▶ **STATED GOAL 1**: List every line of the records below that contains the string "tree", copying each such line in full.

XML files containing HTML encodings

Hi,

We encounter a problem when analysing a French XML file in SDL Studio 2017
We cannot get the French characters with accents right.  In the source file they use an encoding for these characters and in Studio these encodings appear as tags.
Do you know a solution for this problem?

Kind regards and thanks in advance,
Margo

Parents
  • Check the entity processing in your HTML parser. This can be the reason for wrong characters. Or please post here an extract of your XML with the corresponding text with those French letters.

    _________________________________________________________

    When asking for help here, please be as accurate as possible. Please always remember to give the exact version of product used and all possible error messages received. The better you describe your problem, the better help you will get.

    Want to learn more about Trados Studio? Visit the Community Hub. Have a good idea to make Trados Studio better? Publish it here.

  • Hi Jerzy,

    Thanks for your reaction.

    I already tried several HTML entity settings, but all in vain up to now.

    Please find an extract below.

    Kind regards,

    Margo

     

     

    <sitecore>
     
      <phrase path="/sitecore/content/Sites/France/Home/Self storage in France/Avignon/Avignon" key="Avignon" itemid="{B48AB076-9DF9-4DA3-A130-50E3DD8B3E2D}" fieldid="General information" updated="20170626T083947Z">
        <fr-FR>&lt;h2&gt;&amp;Agrave; propos de Shurgard Avignon&lt;/h2&gt;
    &lt;p&gt;Notre centre de stockage &amp;agrave; Avignon a r&amp;eacute;cemment &amp;eacute;t&amp;eacute; renouvel&amp;eacute;. Le site offre toutes les fonctionnalit&amp;eacute;s n&amp;eacute;cessaires pour r&amp;eacute;pondre &amp;agrave; vos besoins.&amp;nbsp;&lt;/p&gt;
    &lt;ul&gt;
        &lt;li&gt;672 espaces de stockage au rez-de-chauss&amp;eacute; ou &amp;agrave; l'&amp;eacute;tage.&lt;/li&gt;
        &lt;li&gt;Box de stockage avec acc&amp;egrave;s direct permettant de vous garer devant la porte.&lt;/li&gt;
        &lt;li&gt;Ascenseur et chariots pour d&amp;eacute;placer facilement vos affaires.&lt;/li&gt;
        &lt;li&gt;Un acc&amp;egrave;s direct int&amp;eacute;rieur qui peut accueillir tout type de v&amp;eacute;hicule.&lt;/li&gt;
        &lt;li&gt;Des places de parking disponibles juste devant l'accueil.&lt;/li&gt;
    &lt;/ul&gt;
    &lt;p&gt;Informations pour acc&amp;eacute;der au centre de stockage&amp;nbsp;:&lt;/p&gt;
    &lt;ul&gt;
        &lt;li&gt;Shurgard est situ&amp;eacute; proche du centre commercial Cap Sud.&lt;/li&gt;
        &lt;li&gt;Par la route de Marseille, prenez le rond-point du Lac de Saint Chamand.&lt;/li&gt;
        &lt;li&gt;2 arr&amp;ecirc;ts de bus en direction du centre-ville d'Avignon ou de Montfavet.&lt;/li&gt;
    &lt;/ul&gt;</fr-FR>
      </phrase>
      
     
    </sitecore>

  • This is the source of your XML?

▶ **STATED GOAL 2**: Reproduce the passage of the forum thread starting with "Kind regards and" and going on through "those French letters.", without altering a single character.

▶ **DATASET RECORDS**:
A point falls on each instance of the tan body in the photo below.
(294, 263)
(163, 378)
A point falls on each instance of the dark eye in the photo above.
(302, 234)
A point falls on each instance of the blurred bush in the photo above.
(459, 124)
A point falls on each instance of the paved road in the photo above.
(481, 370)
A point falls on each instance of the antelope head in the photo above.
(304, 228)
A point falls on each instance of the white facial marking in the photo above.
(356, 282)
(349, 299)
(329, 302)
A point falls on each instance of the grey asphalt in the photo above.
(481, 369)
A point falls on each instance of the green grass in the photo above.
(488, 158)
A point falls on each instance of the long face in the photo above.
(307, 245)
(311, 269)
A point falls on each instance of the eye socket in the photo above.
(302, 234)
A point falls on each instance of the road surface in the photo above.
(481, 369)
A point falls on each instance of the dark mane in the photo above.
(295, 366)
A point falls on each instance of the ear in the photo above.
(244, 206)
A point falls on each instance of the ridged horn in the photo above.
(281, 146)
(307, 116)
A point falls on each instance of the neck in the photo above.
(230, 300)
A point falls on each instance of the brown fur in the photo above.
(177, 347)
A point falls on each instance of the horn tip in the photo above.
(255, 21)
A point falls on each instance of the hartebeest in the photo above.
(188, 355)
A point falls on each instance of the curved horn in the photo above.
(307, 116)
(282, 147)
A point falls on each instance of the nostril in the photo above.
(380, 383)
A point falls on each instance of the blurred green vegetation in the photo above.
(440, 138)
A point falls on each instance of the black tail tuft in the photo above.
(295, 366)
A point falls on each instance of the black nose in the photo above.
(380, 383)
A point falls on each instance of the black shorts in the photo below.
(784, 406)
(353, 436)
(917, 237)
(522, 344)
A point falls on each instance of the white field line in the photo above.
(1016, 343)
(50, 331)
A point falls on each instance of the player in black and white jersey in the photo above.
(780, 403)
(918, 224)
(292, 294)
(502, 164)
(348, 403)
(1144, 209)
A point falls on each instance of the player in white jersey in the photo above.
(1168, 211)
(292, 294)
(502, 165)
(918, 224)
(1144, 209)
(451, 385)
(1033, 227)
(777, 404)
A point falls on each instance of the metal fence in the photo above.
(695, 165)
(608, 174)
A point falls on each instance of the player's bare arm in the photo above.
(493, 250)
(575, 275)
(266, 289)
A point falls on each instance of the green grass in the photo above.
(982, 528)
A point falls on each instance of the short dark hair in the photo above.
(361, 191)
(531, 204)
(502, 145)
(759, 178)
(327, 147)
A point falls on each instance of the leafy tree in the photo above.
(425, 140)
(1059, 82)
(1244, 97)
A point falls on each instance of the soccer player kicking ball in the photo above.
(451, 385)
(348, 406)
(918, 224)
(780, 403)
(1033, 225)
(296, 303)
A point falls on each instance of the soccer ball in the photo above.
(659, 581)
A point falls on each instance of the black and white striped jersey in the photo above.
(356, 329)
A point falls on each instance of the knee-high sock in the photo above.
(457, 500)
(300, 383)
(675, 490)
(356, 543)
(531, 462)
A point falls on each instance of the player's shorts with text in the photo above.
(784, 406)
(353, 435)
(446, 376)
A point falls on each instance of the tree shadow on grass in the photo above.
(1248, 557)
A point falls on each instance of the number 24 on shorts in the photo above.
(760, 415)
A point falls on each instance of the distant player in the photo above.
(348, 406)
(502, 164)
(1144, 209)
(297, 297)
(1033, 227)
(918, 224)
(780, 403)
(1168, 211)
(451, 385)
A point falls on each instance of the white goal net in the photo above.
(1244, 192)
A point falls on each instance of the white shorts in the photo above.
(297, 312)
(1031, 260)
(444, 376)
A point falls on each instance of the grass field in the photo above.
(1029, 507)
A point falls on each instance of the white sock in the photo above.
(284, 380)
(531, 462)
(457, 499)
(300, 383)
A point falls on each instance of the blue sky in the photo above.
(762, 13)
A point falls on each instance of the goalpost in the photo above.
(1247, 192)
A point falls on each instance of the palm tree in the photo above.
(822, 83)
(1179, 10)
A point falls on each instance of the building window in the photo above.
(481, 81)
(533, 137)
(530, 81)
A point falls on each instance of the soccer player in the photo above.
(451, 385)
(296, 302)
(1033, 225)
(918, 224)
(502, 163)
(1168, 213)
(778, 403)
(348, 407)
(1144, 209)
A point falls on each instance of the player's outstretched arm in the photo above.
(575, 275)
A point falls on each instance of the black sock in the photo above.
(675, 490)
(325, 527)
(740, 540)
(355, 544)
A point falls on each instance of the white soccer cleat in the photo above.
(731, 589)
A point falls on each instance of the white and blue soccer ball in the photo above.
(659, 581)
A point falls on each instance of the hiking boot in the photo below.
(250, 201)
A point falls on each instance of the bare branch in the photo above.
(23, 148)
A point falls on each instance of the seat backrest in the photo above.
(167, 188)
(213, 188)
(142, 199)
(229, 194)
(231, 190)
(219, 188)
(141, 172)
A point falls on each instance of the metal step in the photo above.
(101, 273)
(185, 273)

▶ **EXERCISE SOLUTION 1**:
A point falls on each instance of the leafy tree in the photo above.
A point falls on each instance of the tree shadow on grass in the photo above.
A point falls on each instance of the palm tree in the photo above.

▶ **EXERCISE SOLUTION 2**:
Kind regards and thanks in advance,
Margo

Parents
  • Check the entity processing in your HTML parser. This can be the reason for wrong characters. Or please post here an extract of your XML with the corresponding text with those French letters.